▸ Your objective: Go over the entries below line by line, copying each one that contains the word "stacked".

▸ Records supplied:
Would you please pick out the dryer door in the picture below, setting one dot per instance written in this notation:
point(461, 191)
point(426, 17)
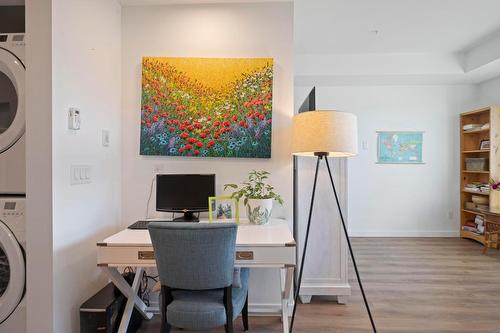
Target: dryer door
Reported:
point(12, 117)
point(12, 272)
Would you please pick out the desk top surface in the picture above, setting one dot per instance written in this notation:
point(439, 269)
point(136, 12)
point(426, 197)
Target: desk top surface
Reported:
point(276, 233)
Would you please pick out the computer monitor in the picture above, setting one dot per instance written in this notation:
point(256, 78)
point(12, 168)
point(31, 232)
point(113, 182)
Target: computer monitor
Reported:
point(184, 193)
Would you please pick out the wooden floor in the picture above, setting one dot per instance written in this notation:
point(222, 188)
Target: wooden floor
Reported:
point(413, 285)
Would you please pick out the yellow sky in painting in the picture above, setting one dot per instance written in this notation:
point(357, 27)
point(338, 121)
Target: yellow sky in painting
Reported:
point(216, 73)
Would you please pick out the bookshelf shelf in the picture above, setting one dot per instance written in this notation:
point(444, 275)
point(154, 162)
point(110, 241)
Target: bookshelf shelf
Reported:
point(470, 143)
point(470, 211)
point(478, 193)
point(472, 235)
point(476, 151)
point(466, 171)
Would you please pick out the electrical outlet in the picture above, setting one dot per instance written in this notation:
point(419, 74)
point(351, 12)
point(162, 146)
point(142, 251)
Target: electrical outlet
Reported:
point(105, 138)
point(158, 168)
point(80, 174)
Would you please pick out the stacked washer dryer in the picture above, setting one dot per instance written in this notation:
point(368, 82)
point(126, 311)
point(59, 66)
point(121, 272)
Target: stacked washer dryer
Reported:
point(12, 184)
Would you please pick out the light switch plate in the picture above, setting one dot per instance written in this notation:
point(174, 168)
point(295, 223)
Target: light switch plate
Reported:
point(105, 138)
point(80, 174)
point(74, 118)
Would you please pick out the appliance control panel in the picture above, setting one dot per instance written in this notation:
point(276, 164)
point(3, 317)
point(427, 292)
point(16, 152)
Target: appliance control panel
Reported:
point(12, 208)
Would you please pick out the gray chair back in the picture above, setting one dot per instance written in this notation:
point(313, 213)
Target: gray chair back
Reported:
point(194, 256)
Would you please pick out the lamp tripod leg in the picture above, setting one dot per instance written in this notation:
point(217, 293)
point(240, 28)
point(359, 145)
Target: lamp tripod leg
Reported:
point(350, 248)
point(296, 298)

▸ Result of the task:
Would you please pick out the stacked washer dryer in the picture above, setting one dot per instance written in this notation:
Target: stacked washer dryer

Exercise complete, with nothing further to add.